# EXTRAIT DU DOCUMENT
Si l'on m'avait prédit qu'un jour la lecture d'un livre écrit par un spécialiste des mouches sur un spécialiste des vers de terre m'enchanterait, j'aurais souri. Et pourtant, la rencontre de Sjöberg et d'Eisen nous régale d'un livre absolument incomparable, une merveille d'intelligence vagabonde. Collectionneur d'insectes, Fredrik Sjöberg a aussi le don d'épingler, avec patience et précision, des scènes délicieusement cocasses tirées de la biographie de Gustav Eisen autant que de sa propre vie. Et le lecteur de lui emboîter le pas avec bonheur, et bonne humeur.
José Corti, Biophilia, 20 €
C’est un livre doux et puissant. Il se tient avec grâce sur un fil fragile, quelque part entre le conte, le récit ethnographique et la poésie. Avec « De pierre et d’os », Bérengère Cournut confirme la singularité de son chemin d’écriture.

# EXERCICES PRATIQUES
(1) Recopiez l'extrait en commençant à « Si l'on m'avait » et en terminant à « et bonne humeur. », en remplaçant « livre » par « ouvrage ».
(2) Extrayez des entrées toutes les lignes où figure la chaîne « dark ».
L'extrait et les entrées constituent deux matériaux indépendants l'un de l'autre.

# DONNÉES D'ENTRÉE
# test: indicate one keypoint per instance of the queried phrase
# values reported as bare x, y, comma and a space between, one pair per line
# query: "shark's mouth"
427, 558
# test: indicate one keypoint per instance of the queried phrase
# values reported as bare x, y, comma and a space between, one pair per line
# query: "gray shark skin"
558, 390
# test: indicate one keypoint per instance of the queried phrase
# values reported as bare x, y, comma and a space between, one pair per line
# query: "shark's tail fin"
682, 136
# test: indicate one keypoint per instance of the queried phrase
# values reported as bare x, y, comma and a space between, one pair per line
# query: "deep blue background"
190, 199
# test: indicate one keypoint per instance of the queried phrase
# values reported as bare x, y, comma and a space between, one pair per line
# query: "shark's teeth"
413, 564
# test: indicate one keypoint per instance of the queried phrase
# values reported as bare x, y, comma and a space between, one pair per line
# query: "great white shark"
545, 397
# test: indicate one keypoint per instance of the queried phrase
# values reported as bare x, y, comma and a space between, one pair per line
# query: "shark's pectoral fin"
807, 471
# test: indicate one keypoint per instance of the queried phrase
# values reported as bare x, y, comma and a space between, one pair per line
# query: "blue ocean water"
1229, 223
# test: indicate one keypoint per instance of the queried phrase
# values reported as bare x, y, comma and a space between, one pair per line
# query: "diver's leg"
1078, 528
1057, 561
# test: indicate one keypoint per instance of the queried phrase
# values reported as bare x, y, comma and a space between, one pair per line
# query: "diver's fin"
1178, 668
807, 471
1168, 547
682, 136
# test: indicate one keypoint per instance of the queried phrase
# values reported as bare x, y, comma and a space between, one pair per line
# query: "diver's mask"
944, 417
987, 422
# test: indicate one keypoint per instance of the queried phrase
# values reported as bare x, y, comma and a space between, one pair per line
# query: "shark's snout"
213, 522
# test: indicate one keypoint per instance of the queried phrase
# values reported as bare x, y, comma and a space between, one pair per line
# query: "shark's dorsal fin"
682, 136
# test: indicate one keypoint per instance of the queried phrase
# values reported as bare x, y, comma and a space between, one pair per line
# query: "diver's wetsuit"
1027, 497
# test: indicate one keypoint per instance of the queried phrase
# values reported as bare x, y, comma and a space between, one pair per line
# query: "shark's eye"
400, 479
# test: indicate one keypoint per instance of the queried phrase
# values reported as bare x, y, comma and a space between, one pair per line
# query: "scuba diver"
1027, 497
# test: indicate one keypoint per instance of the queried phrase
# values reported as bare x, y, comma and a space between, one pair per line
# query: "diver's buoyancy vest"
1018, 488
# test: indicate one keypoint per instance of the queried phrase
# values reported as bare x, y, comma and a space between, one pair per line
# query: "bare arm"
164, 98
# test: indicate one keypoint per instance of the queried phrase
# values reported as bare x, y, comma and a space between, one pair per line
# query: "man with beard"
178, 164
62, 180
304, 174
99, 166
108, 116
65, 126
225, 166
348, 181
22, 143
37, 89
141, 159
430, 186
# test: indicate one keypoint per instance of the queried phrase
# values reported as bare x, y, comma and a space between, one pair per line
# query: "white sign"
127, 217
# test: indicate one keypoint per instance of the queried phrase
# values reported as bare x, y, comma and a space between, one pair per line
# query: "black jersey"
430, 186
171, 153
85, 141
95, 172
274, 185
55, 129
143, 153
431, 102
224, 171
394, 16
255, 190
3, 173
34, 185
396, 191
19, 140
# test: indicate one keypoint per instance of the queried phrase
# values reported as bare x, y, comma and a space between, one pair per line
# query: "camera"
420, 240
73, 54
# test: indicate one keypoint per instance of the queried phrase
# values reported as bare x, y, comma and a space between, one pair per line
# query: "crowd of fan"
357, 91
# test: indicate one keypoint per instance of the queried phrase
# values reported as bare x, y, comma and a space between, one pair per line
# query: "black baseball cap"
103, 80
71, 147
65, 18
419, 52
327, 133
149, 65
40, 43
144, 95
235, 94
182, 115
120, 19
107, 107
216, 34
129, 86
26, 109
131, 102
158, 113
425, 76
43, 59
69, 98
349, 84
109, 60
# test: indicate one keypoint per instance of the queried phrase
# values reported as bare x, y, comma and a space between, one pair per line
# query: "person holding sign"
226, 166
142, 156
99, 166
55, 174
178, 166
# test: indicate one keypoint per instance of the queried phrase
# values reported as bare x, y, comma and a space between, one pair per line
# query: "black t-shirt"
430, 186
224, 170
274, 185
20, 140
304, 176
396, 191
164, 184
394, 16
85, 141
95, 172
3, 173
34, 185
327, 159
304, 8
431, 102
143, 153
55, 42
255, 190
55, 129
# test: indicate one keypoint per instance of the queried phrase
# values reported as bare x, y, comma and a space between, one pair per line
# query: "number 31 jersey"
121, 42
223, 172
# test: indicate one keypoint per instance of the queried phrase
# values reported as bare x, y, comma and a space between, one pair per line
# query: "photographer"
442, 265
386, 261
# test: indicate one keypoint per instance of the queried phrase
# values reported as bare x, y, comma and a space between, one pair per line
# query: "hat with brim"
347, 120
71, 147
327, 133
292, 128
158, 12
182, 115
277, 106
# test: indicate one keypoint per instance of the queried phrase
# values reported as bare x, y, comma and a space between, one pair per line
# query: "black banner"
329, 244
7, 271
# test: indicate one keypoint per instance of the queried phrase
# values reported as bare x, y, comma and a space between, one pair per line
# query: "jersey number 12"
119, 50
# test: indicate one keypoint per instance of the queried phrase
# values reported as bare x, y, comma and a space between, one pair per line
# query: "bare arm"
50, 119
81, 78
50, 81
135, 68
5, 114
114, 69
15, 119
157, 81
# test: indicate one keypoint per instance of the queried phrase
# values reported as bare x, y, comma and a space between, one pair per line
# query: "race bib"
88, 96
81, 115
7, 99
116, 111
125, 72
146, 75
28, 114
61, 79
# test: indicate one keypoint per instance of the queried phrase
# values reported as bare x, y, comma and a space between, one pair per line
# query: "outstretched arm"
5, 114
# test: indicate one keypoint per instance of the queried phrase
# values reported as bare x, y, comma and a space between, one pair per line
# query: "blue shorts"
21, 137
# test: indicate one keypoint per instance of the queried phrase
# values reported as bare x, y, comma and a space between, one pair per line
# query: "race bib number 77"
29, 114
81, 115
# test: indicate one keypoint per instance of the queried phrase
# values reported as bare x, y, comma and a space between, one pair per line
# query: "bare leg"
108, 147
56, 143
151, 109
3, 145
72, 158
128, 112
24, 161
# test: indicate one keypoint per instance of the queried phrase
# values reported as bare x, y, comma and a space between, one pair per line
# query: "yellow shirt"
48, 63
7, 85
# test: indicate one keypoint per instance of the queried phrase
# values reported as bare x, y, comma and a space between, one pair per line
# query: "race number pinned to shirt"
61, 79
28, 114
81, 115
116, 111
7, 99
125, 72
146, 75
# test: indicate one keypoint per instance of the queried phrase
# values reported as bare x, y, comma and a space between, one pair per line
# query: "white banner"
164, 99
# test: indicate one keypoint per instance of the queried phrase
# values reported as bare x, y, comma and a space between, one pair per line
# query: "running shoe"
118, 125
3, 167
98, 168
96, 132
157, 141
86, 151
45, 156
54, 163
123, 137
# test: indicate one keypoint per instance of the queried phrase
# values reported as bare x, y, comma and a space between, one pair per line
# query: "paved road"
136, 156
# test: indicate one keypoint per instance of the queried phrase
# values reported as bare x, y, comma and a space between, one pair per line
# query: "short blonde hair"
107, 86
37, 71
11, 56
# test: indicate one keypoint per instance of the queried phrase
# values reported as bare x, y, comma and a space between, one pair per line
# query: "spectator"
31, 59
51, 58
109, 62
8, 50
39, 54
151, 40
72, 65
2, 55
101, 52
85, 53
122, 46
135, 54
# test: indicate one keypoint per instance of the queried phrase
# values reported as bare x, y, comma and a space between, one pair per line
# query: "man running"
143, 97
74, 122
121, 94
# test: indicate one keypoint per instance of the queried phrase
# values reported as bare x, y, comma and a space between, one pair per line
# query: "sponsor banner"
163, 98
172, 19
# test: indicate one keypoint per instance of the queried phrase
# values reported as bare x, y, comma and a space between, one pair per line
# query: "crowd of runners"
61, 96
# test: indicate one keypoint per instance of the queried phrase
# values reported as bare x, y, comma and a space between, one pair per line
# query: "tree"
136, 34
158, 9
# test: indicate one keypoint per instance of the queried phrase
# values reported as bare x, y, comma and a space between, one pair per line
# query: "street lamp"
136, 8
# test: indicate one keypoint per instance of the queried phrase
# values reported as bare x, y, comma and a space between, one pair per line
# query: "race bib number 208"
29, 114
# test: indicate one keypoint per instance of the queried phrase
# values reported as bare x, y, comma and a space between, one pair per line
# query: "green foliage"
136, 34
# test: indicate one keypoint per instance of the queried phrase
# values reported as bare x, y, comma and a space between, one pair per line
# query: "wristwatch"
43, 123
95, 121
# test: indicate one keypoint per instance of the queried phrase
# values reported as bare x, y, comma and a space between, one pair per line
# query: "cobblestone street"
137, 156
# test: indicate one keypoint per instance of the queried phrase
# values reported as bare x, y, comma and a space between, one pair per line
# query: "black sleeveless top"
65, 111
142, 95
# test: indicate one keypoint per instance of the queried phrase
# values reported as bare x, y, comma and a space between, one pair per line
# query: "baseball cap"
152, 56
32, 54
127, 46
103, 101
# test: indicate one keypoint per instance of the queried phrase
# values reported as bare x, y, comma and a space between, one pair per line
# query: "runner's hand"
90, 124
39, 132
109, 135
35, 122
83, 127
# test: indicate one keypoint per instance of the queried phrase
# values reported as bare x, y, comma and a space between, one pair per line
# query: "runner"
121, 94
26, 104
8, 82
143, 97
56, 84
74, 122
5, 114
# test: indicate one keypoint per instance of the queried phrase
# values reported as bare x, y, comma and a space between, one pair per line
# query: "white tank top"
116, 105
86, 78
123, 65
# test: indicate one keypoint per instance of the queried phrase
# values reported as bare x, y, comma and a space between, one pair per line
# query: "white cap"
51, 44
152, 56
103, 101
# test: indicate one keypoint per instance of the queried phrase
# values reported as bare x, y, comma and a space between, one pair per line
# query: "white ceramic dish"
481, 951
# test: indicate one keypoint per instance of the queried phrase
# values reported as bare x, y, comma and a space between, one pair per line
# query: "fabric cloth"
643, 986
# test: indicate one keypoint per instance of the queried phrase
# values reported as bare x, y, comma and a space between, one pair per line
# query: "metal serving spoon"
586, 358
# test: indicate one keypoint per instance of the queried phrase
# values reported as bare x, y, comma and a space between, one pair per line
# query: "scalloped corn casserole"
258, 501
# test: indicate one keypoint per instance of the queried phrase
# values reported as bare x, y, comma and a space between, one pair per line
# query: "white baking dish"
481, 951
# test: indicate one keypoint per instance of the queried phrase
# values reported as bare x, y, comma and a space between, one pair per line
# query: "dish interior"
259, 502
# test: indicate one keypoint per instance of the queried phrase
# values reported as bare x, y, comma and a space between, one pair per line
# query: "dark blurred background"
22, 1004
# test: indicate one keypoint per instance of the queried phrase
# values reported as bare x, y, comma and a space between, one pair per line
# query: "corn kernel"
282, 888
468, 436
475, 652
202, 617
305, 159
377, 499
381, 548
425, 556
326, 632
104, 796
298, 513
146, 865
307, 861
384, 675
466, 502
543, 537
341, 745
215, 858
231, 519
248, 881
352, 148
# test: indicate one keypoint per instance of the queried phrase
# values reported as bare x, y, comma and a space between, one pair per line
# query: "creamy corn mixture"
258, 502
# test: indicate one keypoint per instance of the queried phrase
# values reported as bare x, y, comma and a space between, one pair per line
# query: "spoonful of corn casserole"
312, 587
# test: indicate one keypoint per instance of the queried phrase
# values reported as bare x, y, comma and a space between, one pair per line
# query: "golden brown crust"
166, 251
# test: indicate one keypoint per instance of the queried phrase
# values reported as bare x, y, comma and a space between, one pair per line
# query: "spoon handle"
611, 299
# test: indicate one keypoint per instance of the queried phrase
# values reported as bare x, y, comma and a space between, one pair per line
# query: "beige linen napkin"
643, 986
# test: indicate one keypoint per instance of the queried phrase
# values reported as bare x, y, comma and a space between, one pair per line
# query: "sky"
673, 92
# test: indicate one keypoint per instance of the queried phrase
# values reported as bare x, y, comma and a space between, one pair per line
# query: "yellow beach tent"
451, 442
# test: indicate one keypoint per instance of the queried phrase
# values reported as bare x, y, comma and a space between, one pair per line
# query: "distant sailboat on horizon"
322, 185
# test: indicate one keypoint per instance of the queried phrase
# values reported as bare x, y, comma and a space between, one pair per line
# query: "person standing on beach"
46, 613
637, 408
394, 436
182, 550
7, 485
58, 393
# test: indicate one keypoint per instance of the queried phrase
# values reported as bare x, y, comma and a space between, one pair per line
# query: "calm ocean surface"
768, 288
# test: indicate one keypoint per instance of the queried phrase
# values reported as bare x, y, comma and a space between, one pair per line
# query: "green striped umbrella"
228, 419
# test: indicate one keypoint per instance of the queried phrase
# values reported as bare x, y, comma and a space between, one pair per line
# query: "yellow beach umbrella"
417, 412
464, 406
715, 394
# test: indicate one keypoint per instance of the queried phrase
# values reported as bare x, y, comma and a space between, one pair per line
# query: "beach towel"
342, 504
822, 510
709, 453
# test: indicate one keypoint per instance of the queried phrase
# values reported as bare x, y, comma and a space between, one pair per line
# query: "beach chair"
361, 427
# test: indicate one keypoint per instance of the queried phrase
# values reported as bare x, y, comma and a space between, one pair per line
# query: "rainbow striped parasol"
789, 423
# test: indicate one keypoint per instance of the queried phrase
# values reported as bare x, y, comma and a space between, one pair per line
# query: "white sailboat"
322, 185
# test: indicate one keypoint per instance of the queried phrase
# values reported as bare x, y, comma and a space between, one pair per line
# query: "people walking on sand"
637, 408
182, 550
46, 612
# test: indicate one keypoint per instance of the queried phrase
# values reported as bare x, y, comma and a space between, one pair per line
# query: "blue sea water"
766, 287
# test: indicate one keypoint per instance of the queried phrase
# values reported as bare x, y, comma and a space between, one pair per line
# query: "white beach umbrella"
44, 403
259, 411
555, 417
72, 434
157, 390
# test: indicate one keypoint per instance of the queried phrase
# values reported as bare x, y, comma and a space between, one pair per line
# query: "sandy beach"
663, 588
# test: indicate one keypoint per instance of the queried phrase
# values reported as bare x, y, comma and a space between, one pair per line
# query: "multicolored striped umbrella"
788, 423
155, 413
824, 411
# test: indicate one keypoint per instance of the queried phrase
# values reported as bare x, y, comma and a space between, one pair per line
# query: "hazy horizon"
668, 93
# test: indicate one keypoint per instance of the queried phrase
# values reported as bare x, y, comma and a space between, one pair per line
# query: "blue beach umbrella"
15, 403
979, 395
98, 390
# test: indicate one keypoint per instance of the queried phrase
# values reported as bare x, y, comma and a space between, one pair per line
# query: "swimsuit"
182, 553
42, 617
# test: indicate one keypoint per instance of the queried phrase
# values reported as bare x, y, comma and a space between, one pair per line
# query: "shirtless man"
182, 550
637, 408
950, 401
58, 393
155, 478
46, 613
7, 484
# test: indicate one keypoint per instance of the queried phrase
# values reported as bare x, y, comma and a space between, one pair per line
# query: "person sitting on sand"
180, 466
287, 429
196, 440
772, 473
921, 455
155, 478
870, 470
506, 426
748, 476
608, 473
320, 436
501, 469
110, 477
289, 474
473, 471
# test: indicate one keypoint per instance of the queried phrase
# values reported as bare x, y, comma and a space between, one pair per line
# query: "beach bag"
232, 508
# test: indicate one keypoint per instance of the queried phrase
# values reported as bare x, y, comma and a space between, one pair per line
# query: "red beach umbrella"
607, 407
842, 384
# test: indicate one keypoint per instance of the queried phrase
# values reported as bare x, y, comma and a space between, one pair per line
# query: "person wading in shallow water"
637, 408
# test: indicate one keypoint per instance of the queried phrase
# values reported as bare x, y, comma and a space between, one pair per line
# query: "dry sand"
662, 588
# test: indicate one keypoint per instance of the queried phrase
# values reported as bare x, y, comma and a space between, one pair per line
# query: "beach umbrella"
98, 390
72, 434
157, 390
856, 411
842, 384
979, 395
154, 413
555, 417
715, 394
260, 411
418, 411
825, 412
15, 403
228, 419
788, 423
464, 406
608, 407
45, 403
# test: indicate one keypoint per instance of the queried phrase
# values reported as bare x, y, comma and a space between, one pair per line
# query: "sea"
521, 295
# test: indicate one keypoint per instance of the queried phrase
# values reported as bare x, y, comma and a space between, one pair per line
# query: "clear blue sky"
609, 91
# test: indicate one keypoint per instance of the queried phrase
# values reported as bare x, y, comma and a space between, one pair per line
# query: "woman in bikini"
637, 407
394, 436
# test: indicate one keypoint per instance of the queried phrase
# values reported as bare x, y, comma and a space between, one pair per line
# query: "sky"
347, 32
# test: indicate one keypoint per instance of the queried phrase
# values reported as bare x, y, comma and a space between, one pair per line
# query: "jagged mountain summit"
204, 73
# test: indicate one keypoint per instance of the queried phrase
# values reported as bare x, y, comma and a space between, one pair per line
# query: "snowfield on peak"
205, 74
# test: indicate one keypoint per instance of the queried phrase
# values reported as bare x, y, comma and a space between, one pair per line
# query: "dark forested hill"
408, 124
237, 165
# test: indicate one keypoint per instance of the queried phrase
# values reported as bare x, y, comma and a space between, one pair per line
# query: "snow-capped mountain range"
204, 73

# CORRIGÉS PAR EXERCICE
(1)
Si l'on m'avait prédit qu'un jour la lecture d'un ouvrage écrit par un spécialiste des mouches sur un spécialiste des vers de terre m'enchanterait, j'aurais souri. Et pourtant, la rencontre de Sjöberg et d'Eisen nous régale d'un ouvrage absolument incomparable, une merveille d'intelligence vagabonde. Collectionneur d'insectes, Fredrik Sjöberg a aussi le don d'épingler, avec patience et précision, des scènes délicieusement cocasses tirées de la biographie de Gustav Eisen autant que de sa propre vie. Et le lecteur de lui emboîter le pas avec bonheur, et bonne humeur.

(2)
# query: "dark blurred background"
# query: "dark forested hill"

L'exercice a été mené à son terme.